→ **Stated problem**
Copy every item below word for word, but leave the pictures out.

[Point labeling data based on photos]
((
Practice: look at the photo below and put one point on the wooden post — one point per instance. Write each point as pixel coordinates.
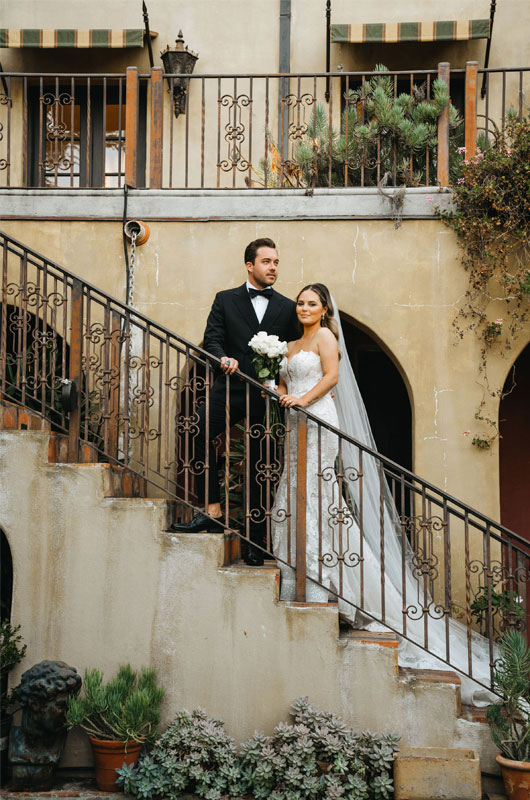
(301, 510)
(114, 384)
(131, 126)
(443, 131)
(75, 372)
(157, 112)
(470, 108)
))
→ **Problem solution**
Practice: look at the photo below and put one point on the wooden post — one point per instance. Write each point as pixel coordinates.
(301, 510)
(114, 384)
(131, 126)
(443, 131)
(75, 372)
(157, 112)
(470, 108)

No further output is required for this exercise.